* [The input]:

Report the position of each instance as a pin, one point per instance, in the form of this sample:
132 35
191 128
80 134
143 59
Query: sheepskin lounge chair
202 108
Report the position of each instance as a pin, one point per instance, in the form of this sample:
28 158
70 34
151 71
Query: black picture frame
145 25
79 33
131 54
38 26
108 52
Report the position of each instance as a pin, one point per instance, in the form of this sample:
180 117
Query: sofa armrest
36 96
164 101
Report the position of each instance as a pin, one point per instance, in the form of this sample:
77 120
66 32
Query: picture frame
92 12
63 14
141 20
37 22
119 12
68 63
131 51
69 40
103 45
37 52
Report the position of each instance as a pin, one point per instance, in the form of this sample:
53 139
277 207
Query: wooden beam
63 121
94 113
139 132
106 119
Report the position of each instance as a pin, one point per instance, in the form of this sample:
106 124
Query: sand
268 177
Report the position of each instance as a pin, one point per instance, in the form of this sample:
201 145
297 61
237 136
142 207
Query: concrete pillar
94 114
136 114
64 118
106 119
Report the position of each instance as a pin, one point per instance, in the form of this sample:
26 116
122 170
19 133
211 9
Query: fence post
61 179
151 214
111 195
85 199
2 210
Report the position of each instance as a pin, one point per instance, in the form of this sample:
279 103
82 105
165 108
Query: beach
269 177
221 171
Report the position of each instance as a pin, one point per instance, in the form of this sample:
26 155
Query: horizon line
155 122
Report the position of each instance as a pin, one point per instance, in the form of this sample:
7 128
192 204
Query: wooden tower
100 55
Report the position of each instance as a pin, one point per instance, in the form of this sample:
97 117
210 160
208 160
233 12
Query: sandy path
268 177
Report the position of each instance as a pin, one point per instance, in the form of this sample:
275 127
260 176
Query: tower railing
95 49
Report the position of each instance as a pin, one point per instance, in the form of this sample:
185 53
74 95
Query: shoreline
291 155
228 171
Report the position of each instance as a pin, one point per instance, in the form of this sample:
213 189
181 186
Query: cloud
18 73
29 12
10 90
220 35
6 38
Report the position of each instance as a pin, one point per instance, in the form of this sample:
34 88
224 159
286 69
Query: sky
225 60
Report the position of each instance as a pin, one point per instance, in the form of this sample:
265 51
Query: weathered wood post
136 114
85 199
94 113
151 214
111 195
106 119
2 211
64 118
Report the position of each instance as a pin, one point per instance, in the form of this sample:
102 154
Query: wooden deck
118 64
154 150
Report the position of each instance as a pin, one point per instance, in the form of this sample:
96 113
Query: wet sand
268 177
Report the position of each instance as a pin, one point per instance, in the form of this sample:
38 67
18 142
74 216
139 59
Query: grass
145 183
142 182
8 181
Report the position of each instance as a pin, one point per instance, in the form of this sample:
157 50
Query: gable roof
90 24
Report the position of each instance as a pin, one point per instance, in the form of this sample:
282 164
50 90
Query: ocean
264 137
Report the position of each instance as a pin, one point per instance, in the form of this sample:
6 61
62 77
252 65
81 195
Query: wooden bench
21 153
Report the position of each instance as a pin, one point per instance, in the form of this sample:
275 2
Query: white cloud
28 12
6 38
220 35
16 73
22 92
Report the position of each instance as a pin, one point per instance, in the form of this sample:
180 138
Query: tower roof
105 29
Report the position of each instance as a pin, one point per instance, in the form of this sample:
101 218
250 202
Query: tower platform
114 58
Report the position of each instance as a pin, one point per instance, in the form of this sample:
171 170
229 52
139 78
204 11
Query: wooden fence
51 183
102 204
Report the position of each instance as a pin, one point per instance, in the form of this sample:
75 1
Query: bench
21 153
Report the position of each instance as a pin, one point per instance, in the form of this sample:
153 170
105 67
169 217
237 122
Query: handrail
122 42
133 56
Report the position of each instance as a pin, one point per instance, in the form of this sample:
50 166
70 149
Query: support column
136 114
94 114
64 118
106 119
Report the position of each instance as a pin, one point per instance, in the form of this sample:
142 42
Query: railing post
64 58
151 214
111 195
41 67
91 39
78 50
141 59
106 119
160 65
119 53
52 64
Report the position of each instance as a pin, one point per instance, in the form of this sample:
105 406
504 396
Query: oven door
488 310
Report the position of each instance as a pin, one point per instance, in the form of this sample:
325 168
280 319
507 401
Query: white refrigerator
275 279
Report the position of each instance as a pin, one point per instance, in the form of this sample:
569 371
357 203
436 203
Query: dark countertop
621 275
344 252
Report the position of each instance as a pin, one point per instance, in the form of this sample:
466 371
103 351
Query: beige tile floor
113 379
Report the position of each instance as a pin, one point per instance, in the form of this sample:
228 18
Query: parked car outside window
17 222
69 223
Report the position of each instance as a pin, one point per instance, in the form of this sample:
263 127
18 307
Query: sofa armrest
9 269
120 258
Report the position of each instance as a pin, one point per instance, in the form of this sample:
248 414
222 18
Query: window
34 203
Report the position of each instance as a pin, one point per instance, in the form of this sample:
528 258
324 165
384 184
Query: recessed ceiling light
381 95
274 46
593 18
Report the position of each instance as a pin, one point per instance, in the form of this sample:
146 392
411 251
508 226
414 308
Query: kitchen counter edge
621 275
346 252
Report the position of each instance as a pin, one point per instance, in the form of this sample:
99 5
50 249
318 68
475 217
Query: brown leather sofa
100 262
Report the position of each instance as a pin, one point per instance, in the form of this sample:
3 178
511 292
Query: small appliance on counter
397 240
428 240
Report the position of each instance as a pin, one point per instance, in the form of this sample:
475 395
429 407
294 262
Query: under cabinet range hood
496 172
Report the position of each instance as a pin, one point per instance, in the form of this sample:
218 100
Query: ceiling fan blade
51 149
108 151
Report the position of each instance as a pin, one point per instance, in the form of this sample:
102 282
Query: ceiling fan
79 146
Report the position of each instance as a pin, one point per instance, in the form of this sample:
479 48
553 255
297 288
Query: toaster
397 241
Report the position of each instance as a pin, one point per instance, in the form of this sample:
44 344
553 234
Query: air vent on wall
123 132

* [Task details]: The whole listing above is to be copied exactly.

* [Expected output]:
Report the position of each instance as a pin, one point per instance, in the form of this sample:
132 35
191 128
80 134
143 59
Query: sheepskin lounge chair
202 108
Report the position of each instance as a pin, one point per instance, in the form of this sample:
28 158
70 34
151 71
Query: black picture frame
145 25
79 33
131 54
38 26
108 52
Report the position of each instance as a pin, one point per instance, in the form of this sample:
180 117
Query: sofa armrest
36 96
164 101
Report the position of each instance as a pin, one point per instance, in the form of this sample:
77 120
66 32
Query: picture frame
92 12
63 14
141 20
37 22
119 12
68 63
131 51
69 40
103 45
37 52
Report the position of each instance as a pin, one point per instance, in the form of this sample:
53 139
277 207
Query: wooden beam
63 121
94 113
139 132
106 119
Report the position of each instance as a pin, one point per instance, in the form of this sample:
106 124
Query: sand
268 177
Report the position of each instance as a pin, one point per instance, in the form of this sample:
201 145
297 61
237 136
142 207
Query: concrete pillar
94 114
136 114
64 118
106 119
Report the position of each instance as a pin, one point per instance, in the form of this sample:
26 116
122 170
19 133
211 9
Query: fence post
61 179
151 214
111 195
85 199
2 210
Report the position of each instance as a pin, one point per instance, in the form of this sample:
279 103
82 105
165 108
Query: beach
269 177
221 171
Report the position of each instance as a pin, one point per instance, in the form of this sample:
26 155
Query: horizon line
155 122
Report the position of each instance as a pin, one point per instance, in the form of this sample:
7 128
192 204
Query: wooden tower
100 55
Report the position of each instance as a pin, one point per instance, in the form of this sample:
97 117
210 160
208 160
233 12
Query: sandy path
268 177
Report the position of each instance as a pin, one point per instance, in the form of this sample:
275 127
260 176
Query: tower railing
95 49
Report the position of each instance as a pin, one point per instance, in the form of this sample:
185 53
74 95
Query: shoreline
291 155
228 171
Report the position of each instance as a pin, one point per instance, in the form of this sample:
213 189
181 186
Query: cloud
18 73
29 12
10 90
220 35
6 38
Report the position of each instance as a pin, one point per instance, in the form of this sample:
34 88
224 159
286 69
Query: sky
225 60
Report the position of each instance as a pin, one point per instance, in the form of this sample:
265 51
Query: weathered wood post
136 114
85 199
94 113
151 214
111 195
106 119
2 211
64 118
Report the position of each instance as a pin, one point per instance, in the form of this sample:
102 154
Query: wooden deck
118 64
154 150
Report the position of each instance as a pin, one point per instance, in the form of this sample:
96 113
Query: wet sand
268 177
Report the position of each instance as a pin, one point per instance, in the form of this sample:
38 67
18 142
74 216
139 59
Query: grass
145 183
142 182
8 181
Report the position of each instance as a pin, one point per instance, in the form of this sample:
157 50
Query: gable roof
90 24
Report the position of each instance as a pin, one point per instance, in the form of this sample:
282 164
50 90
Query: ocean
264 137
Report the position of each instance as a pin, one point per instance, in the form of this sample:
6 61
62 77
252 65
81 195
Query: wooden bench
21 153
Report the position of each instance as a pin, one point per instance, in the form of this sample:
275 2
Query: white cloud
28 12
6 38
220 35
16 73
22 92
Report the position of each instance as a pin, one point per instance, in the form of this sample:
180 138
Query: tower roof
105 29
Report the position of each instance as a pin, one point per instance, in the form of this sample:
101 218
250 202
Query: tower platform
114 58
Report the position of each instance as a pin, one point per instance, in the form of this sample:
171 170
229 52
139 78
204 11
Query: wooden fence
51 183
102 204
Report the position of each instance as a pin, one point per instance, in the form of this sample:
75 1
Query: bench
21 153
Report the position of each instance as a pin, one point per instance, in the form of this sample:
153 170
105 67
169 217
237 122
Query: handrail
122 42
133 56
Report the position of each instance as a pin, one point per instance, in the form of this sample:
50 166
70 149
Query: support column
136 114
94 114
64 118
106 119
Report the position of each instance as a pin, one point per instance, in the form of this sample:
142 42
Query: railing post
64 58
151 214
111 195
41 67
91 39
78 50
141 59
106 119
160 65
119 53
52 64
Report the position of each instance as a pin, one point per instance, in the form of this sample:
105 406
504 396
Query: oven door
488 310
Report the position of each instance as a pin, one point per instance, in the form of this sample:
325 168
280 319
507 401
Query: white refrigerator
275 279
Report the position of each instance as a pin, one point per instance, in the form of this sample:
569 371
357 203
436 203
Query: dark countertop
621 275
344 252
Report the position of each instance as a pin, one point per instance, in the form of this sample:
466 371
103 351
Query: beige tile floor
113 379
Report the position of each instance as a pin, one point per instance, in the form of this sample:
228 18
Query: parked car outside window
17 222
69 223
Report the position of each instance as a pin, one point per instance, in the form of this sample:
263 127
18 307
Query: sofa armrest
9 269
120 258
Report the position of each instance as a pin, one point per instance, in the form of this sample:
248 414
222 18
Query: window
34 203
Report the position of each instance as a pin, one point per instance, in the form of this sample:
528 258
324 165
384 184
Query: recessed ceiling light
381 95
274 46
593 18
Report the position of each instance as a pin, one point per instance, in the form of this sample:
146 392
411 251
508 226
414 308
Query: kitchen counter edge
621 275
346 252
Report the position of each instance as a pin, one point per instance, in the form of this sample:
99 5
50 249
318 68
475 217
Query: brown leather sofa
100 262
Report the position of each instance as a pin, one point per instance, in the form of this sample:
3 178
511 292
Query: small appliance on counter
397 240
428 240
Report the position of each instance as a pin, one point per instance, in the form of this sample:
475 395
429 407
294 262
Query: under cabinet range hood
496 172
Report the position of each instance as a pin, one point per instance, in the form of this sample:
218 100
Query: ceiling fan blade
51 149
108 151
Report the position of each instance as a pin, one point per instance, in the form of this sample:
102 282
Query: ceiling fan
79 146
Report the position of each instance as a pin, one point per instance, in the form of this sample:
479 48
553 255
297 288
Query: toaster
397 241
Report the position of each instance as a pin, one point per instance, in the form of this sample:
44 344
553 234
Query: air vent on wall
123 132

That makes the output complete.